• Aim of the task:
Copy every one of the records below line for line, without changing a single character.

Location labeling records

* Begin *

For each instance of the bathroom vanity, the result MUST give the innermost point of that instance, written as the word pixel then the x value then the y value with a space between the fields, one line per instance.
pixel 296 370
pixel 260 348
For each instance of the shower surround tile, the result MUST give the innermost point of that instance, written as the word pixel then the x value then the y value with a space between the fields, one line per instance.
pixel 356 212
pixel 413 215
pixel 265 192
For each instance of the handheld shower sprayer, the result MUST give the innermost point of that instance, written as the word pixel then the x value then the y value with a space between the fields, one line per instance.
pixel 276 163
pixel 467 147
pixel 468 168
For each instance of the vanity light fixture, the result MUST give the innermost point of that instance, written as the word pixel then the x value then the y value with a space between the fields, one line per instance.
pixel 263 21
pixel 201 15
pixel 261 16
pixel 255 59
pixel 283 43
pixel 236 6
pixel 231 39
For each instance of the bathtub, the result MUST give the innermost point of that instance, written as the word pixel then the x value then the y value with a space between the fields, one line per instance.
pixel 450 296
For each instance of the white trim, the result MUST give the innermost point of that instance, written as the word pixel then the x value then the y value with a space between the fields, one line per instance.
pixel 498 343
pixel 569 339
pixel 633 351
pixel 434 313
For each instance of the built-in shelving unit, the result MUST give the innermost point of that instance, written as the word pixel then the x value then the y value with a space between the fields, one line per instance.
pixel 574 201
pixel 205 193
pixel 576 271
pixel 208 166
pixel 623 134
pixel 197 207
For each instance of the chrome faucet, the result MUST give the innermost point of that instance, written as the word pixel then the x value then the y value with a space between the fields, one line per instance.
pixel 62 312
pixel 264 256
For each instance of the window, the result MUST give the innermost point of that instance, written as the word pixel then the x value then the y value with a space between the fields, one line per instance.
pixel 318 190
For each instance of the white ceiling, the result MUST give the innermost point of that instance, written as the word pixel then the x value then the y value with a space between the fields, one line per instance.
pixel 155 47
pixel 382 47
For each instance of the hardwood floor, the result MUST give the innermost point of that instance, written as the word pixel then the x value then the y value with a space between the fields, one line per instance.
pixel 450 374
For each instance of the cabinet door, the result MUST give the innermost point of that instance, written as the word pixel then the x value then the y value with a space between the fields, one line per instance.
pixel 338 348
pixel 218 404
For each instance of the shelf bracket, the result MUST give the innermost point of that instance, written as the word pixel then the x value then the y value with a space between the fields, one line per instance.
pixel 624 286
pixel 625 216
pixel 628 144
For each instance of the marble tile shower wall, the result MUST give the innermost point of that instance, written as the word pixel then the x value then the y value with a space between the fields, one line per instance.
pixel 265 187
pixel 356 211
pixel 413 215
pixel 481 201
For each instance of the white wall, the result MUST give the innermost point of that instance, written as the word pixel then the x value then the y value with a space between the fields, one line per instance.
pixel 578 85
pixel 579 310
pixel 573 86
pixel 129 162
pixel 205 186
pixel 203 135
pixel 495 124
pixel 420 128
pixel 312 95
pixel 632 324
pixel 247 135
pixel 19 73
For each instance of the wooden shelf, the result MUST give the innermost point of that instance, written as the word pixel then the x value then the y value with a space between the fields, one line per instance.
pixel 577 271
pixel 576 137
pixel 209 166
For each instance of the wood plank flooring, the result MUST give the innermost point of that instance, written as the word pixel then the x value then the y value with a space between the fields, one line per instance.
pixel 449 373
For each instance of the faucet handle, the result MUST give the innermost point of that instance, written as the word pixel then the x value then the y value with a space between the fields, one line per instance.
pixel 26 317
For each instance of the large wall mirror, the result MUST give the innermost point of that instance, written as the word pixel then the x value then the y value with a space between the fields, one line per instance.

* End *

• Reply to the task:
For each instance of the bathroom vanity, the result MUST give the innermost point of that instance, written as the word pixel then the x value then the y value with a space between the fields, one line per instance.
pixel 296 370
pixel 260 348
For each instance of the shower surround tile, the result MUST give the innermost point of that instance, written as the word pixel then the x value then the y value with a space between the fields, one line per instance.
pixel 356 212
pixel 413 215
pixel 265 192
For each instance of the handheld shower sprayer, the result MUST give the innermost point of that instance, written as the word pixel then the x value then the y value with a space between the fields, one line per instance.
pixel 276 163
pixel 467 147
pixel 468 168
For each instance of the vanity light fixture, the result MUST give the innermost point of that instance, written as the word pixel then the x value then the y value with a space between the fields, one line per instance.
pixel 263 21
pixel 201 15
pixel 261 16
pixel 255 59
pixel 283 43
pixel 236 6
pixel 231 39
For each instance of the bathtub, the result MUST give the innermost point of that instance, written as the word pixel then the x value then the y value with a space between the fields, one line per instance.
pixel 450 296
For each instance of the white trim, the result MUST give the innermost point of that instance, written as the word pixel then the x value then the y value with a space between the fields, one line per instance.
pixel 498 343
pixel 569 339
pixel 633 351
pixel 434 313
For each instance of the built-in shelving unit, the result MUST give the innermost point of that instance, written as the word pixel then the x value then the y value with a space between the fields, one line per instance.
pixel 574 201
pixel 205 193
pixel 576 271
pixel 208 166
pixel 623 134
pixel 197 207
For each instance of the chrome faucet, the result MUST give the innermost point of that instance, written as the word pixel then the x value then the y value with a space between the fields, one line per instance.
pixel 62 312
pixel 264 256
For each instance of the window, the result MUST give the innermost point of that instance, written as the word pixel then the x value then the y value with a space between the fields, one line per instance.
pixel 318 190
For each instance of the white ceiling, the result MUST give the innermost point of that instance, written as the word pixel then the x value then the y value with a space between the fields, one line per instance.
pixel 155 47
pixel 382 47
For each instance of the hardwood floor, the result MUST give the innermost point of that instance, written as the word pixel then the x value then the y value with a space between the fields, one line per instance.
pixel 450 374
For each instance of the cabinet door, the result MUST give the innermost point of that instance, written as the word pixel then the x value then the y value with a space between the fields, one line per instance.
pixel 338 348
pixel 218 404
For each instance of the shelf bracket, the result MUST give the innermost point of that instance, written as the word pixel then the x value then the y value with a space between the fields, one line per instance.
pixel 624 286
pixel 625 216
pixel 628 144
For each instance of the marble tile shower wall, the result MUST give the innermost point of that instance, written as the word pixel then the x value then the y value with a space between the fields, one line per instance.
pixel 265 187
pixel 356 211
pixel 413 215
pixel 481 201
For each instance of the white wall, the result MUST give the innermost point of that instance, written as the word pixel then the x value then the y value with a space between the fields, one line per instance.
pixel 578 85
pixel 579 310
pixel 573 86
pixel 129 162
pixel 205 186
pixel 203 135
pixel 495 124
pixel 420 128
pixel 312 95
pixel 632 324
pixel 247 135
pixel 19 73
For each instance of the wooden shelf, the result MUST give the innermost point of that instance, written as the word pixel then the x value then the y value with a space between the fields, one line per instance.
pixel 577 271
pixel 576 137
pixel 209 166
For each instance of the wood plank flooring, the result MUST give the innermost point of that instance, written as the word pixel then the x value then the y value with a space between the fields, one line per instance.
pixel 449 373
For each instance of the faucet handle, the result MUST give the innermost point of that instance, written as the word pixel then the x value then the y value with a space between the fields, one line per instance.
pixel 26 317
For each instance of the large wall mirror, the result MUST give the innermost point of that instance, written as the word pixel then the x value then the y value with a space between the fields, one line per instance.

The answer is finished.